* EXERCISE OBJECTIVE
Look through the records below, and whenever a line contains "between", copy it.

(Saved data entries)
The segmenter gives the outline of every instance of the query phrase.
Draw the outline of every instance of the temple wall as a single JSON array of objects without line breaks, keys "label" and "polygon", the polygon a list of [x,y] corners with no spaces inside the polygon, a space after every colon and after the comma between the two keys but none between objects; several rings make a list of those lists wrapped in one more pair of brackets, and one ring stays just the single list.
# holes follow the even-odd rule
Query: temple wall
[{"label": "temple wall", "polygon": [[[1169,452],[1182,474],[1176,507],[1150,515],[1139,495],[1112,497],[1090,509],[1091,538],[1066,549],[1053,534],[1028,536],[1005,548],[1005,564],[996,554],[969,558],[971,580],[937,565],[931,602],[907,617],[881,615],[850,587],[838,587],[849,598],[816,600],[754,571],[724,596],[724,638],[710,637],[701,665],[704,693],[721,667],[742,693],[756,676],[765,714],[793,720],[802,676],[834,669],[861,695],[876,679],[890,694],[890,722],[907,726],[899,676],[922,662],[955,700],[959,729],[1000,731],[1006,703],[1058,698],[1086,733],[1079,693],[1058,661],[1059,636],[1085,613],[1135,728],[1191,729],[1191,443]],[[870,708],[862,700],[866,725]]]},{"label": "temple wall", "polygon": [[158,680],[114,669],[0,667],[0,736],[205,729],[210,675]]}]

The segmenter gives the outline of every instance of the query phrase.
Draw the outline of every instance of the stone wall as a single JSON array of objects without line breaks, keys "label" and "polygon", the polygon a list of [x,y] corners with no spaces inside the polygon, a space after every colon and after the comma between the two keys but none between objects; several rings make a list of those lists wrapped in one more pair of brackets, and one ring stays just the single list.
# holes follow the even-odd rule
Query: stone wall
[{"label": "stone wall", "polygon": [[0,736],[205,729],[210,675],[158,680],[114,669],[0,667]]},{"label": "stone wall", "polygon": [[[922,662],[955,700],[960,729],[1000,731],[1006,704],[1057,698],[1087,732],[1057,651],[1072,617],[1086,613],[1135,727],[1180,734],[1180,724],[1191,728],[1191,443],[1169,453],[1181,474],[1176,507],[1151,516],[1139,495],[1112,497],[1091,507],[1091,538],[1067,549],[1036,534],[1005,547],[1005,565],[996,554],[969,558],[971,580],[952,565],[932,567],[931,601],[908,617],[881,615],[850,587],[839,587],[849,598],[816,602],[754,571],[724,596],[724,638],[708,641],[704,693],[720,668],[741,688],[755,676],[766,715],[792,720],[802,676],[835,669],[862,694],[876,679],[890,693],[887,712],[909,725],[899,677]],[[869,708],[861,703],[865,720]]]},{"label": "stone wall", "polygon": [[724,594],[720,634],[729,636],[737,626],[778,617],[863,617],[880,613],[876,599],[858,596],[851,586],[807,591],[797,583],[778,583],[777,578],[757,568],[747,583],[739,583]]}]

* SOLVED EXERCISE
Draw the outline of every instance of the temple wall as a single JSON array of objects without line breaks, keys "label" and "polygon", the polygon a list of [x,y] corners with no spaces inside the polygon, a space after every colon and after the comma between the two keys but none between objects; several rings make a list of those lists wrapped in one more pair of brackets, and one ring stays just the single list.
Draw the outline of every instance of the stone wall as a single JSON array of objects without line breaks, keys "label" and "polygon", the polygon a list of [x,y] corners with no spaces inside the polygon, a space after every colon and after the comma between the two keys but none between objects; several rings make a list of those lists wrapped in one more pair of brackets, and one ring stays just the single list.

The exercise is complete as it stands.